Pictures don't belong in the copy. Set down the lines from the one containing "find green tree" through the last line, exactly as they are.

### Available data

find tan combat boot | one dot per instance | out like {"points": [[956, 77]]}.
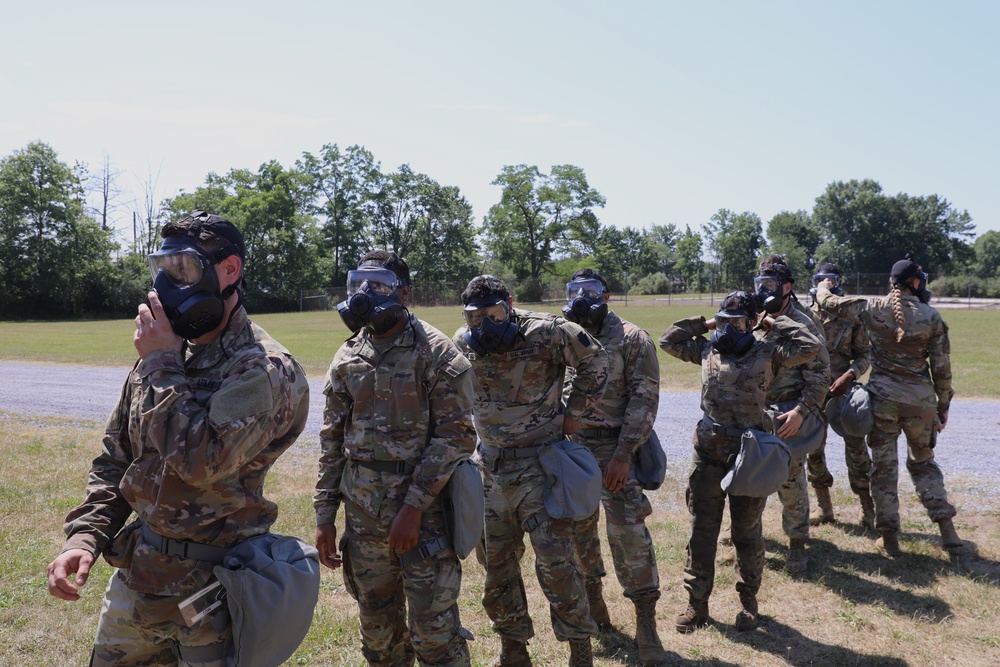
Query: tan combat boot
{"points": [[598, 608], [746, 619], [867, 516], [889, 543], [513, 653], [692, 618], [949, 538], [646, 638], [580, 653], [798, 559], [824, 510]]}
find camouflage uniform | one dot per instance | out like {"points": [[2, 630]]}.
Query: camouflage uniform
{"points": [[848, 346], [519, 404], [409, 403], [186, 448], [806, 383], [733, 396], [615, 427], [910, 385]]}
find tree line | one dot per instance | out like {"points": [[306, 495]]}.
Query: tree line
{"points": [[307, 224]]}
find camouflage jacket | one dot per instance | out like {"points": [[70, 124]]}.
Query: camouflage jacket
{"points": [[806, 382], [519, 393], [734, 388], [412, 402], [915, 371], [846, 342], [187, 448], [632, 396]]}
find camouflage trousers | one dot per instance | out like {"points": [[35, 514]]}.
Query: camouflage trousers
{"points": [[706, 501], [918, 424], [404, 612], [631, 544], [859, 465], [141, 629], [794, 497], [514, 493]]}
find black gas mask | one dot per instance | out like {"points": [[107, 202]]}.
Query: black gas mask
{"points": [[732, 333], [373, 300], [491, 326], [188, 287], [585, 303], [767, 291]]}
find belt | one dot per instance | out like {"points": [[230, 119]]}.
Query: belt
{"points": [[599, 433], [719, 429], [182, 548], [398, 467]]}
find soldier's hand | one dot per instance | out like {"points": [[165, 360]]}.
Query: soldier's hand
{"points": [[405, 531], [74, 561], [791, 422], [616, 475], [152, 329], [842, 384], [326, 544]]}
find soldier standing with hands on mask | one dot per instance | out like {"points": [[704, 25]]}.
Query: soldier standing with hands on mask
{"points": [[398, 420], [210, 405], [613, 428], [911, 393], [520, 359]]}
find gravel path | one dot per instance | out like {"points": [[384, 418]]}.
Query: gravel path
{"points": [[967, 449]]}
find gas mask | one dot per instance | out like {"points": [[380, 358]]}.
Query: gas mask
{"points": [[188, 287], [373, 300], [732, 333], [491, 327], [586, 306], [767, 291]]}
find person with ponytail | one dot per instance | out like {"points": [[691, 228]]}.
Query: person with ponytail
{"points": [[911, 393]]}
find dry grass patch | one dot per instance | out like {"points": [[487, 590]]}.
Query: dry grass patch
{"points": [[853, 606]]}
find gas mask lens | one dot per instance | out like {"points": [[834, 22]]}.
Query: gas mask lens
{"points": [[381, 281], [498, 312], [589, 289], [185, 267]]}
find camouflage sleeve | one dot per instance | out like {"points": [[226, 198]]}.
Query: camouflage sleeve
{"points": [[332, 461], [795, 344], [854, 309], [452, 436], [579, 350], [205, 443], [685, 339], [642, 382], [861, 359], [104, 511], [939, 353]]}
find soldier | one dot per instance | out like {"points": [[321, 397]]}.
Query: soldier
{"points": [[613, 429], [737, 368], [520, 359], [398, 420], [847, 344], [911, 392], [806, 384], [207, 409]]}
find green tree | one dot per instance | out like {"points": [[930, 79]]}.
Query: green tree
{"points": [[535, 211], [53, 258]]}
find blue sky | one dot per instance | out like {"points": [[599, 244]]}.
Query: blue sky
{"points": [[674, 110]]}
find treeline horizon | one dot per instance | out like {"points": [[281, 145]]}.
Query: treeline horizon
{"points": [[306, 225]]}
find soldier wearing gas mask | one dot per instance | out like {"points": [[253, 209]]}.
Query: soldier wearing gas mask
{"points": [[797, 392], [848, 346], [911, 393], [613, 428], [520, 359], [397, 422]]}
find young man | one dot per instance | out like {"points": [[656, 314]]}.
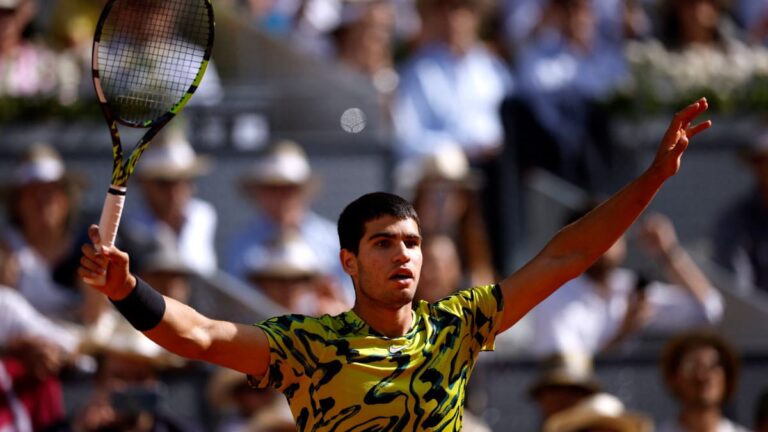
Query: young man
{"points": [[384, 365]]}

######

[Reply]
find green tree | one dot per instance | out like {"points": [[930, 79]]}.
Query: green tree
{"points": [[535, 211], [53, 258]]}
find blue sky | one dot per instance | out like {"points": [[599, 244]]}.
Query: blue sky
{"points": [[674, 110]]}
find treeline horizon | one dot per instance | out like {"points": [[281, 145]]}.
Query: treeline horizon
{"points": [[306, 225]]}
find soldier wearing gas mask | one dot per instance | out like {"points": [[253, 209]]}.
Query: soldier wearing gas mask
{"points": [[797, 392], [848, 346], [911, 393], [613, 428], [520, 359], [397, 422]]}
find young man | one dot per instance | out like {"points": [[656, 314]]}.
Query: young man
{"points": [[384, 365]]}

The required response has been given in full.